GOAL
Everything from the line that holds "Can you find the yellow" through the end of the data below should be output exactly, both ends included.

RECORD EXTRACTS
------------------------------
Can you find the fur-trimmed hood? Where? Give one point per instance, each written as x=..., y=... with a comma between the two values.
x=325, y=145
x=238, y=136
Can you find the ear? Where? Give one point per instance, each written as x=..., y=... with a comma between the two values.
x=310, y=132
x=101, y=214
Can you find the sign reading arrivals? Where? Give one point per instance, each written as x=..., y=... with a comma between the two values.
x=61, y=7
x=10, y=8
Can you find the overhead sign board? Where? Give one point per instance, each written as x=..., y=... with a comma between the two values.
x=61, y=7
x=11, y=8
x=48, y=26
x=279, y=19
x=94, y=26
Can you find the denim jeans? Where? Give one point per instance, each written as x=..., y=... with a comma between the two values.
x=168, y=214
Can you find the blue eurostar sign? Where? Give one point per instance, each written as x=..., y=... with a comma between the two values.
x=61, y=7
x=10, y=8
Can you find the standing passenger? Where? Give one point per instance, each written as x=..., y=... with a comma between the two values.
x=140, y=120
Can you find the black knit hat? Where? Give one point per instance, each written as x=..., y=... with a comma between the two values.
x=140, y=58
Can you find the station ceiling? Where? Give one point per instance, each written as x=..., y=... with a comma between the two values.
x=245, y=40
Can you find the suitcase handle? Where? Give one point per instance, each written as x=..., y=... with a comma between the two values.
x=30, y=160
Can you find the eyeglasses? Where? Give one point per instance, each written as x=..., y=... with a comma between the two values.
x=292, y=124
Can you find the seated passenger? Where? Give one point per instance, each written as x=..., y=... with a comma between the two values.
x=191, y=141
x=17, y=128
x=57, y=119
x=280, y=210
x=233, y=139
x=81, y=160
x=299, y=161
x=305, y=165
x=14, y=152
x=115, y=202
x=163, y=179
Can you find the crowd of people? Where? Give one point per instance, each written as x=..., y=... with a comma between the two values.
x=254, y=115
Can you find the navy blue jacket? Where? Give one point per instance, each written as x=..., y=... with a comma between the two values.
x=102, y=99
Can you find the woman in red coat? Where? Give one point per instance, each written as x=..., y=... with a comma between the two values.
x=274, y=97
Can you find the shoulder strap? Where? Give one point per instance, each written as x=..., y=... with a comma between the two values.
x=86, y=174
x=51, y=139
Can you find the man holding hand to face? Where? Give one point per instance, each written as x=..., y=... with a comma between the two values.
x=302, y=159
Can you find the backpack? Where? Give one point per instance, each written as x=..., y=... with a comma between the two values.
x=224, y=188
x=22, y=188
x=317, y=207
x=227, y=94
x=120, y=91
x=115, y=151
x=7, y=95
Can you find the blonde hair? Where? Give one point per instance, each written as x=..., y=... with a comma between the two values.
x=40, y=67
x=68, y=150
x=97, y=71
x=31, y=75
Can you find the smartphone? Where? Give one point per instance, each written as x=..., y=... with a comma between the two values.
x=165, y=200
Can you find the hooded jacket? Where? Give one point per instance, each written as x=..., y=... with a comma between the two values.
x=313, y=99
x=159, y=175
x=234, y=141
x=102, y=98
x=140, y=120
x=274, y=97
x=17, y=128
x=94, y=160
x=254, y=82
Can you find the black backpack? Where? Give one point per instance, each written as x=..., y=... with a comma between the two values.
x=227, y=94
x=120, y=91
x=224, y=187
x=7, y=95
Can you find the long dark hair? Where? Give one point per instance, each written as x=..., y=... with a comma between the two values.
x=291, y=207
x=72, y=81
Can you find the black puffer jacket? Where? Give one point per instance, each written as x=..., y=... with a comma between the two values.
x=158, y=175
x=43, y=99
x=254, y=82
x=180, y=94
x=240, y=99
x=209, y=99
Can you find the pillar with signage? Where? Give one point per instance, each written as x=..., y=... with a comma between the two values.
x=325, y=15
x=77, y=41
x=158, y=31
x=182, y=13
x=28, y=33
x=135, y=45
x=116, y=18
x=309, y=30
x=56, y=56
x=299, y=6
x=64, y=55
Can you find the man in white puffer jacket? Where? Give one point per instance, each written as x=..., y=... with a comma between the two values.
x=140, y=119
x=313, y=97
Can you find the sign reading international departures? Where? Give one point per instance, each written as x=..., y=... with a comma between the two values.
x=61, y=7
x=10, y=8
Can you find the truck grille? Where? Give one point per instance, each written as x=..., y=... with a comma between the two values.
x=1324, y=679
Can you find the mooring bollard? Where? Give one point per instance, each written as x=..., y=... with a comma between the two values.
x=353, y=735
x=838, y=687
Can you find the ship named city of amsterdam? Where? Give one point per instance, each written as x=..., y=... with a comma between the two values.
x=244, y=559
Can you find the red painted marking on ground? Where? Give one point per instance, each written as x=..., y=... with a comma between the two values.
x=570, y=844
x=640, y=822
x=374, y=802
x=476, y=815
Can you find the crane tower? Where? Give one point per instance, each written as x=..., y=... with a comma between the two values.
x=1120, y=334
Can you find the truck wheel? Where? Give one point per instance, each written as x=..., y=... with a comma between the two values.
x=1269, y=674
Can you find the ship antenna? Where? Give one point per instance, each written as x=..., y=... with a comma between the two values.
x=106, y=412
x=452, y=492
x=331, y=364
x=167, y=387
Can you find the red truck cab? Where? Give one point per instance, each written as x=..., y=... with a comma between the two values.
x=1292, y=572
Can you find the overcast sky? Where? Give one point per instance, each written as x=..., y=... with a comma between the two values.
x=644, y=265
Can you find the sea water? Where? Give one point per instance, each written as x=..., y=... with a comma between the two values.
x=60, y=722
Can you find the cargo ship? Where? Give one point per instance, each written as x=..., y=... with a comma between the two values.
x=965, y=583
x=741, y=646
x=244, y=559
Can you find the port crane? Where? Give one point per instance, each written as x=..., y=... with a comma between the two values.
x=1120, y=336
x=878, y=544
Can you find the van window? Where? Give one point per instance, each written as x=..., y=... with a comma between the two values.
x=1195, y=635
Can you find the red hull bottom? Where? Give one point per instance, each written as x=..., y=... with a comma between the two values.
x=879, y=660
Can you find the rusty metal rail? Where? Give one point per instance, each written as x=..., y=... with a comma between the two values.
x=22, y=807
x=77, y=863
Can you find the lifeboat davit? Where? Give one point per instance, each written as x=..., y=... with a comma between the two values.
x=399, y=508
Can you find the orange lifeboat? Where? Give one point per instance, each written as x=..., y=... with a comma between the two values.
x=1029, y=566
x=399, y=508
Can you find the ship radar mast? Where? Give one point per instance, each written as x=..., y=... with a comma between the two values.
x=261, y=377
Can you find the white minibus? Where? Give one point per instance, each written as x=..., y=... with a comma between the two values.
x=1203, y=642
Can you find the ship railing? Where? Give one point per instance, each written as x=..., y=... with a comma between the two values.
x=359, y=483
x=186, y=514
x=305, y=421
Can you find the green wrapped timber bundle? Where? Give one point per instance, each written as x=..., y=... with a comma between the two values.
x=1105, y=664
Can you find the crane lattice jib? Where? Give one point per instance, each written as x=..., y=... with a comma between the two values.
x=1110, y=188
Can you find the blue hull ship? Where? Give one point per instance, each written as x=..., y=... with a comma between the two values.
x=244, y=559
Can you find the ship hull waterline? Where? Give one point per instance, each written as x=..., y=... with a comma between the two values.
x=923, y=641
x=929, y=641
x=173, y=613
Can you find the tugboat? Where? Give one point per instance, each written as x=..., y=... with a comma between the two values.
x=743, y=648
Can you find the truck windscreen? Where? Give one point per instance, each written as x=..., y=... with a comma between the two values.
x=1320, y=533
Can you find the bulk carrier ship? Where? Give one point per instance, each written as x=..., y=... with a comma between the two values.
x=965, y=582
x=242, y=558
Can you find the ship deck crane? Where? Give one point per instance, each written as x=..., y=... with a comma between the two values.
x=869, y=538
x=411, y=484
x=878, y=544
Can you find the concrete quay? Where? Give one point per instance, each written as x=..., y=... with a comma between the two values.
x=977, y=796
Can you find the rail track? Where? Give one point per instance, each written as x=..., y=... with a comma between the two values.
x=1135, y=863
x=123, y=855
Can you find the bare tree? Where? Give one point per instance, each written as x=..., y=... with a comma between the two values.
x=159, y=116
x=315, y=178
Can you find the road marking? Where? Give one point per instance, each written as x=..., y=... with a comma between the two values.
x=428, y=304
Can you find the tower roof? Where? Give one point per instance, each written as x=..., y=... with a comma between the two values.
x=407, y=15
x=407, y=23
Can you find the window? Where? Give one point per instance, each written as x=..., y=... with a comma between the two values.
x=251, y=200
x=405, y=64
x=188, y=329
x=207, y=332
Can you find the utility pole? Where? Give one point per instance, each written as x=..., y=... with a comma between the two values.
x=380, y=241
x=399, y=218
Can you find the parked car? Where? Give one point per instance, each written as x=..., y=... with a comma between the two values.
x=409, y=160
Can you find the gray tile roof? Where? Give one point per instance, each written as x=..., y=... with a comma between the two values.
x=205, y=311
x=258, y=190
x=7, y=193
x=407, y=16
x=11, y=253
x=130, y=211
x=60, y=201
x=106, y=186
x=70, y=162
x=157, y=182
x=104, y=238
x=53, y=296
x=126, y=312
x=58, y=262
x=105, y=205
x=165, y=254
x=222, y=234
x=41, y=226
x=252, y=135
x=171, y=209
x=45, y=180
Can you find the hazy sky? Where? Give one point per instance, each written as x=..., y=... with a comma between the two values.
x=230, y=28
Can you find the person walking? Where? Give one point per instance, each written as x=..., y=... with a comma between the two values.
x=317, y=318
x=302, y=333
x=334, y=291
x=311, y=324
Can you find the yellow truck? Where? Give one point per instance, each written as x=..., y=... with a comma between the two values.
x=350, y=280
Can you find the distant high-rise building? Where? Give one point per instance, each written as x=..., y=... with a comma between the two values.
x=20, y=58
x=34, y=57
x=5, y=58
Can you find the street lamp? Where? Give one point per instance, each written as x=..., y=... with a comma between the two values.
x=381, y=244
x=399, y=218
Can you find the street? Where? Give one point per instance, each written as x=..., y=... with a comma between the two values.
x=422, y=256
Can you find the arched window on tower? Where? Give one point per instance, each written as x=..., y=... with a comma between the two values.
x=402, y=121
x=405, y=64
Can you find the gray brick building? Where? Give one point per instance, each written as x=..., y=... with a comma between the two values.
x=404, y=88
------------------------------
TASK RESULT
Can you find the yellow truck? Where? Give one point per instance, each written as x=..., y=... with a comma between the two values.
x=350, y=280
Can you find the distant high-rise building? Where? Give one point per instance, each written as x=..., y=... with a comma between the two values.
x=20, y=58
x=34, y=57
x=5, y=58
Can you find the street lamp? Where? Give one point per instance, each written as x=..., y=... with a comma between the two values.
x=381, y=244
x=399, y=218
Can you find the street? Where? Give one point per instance, each written as x=..., y=... with a comma between the two values.
x=422, y=256
Can you find the arched window on tower? Where? Give one point per instance, each written as x=..., y=... with a comma between the two values.
x=402, y=121
x=405, y=64
Can you find the gray brick building? Where? Give one point per instance, each written as x=..., y=... with a comma between the two values.
x=404, y=88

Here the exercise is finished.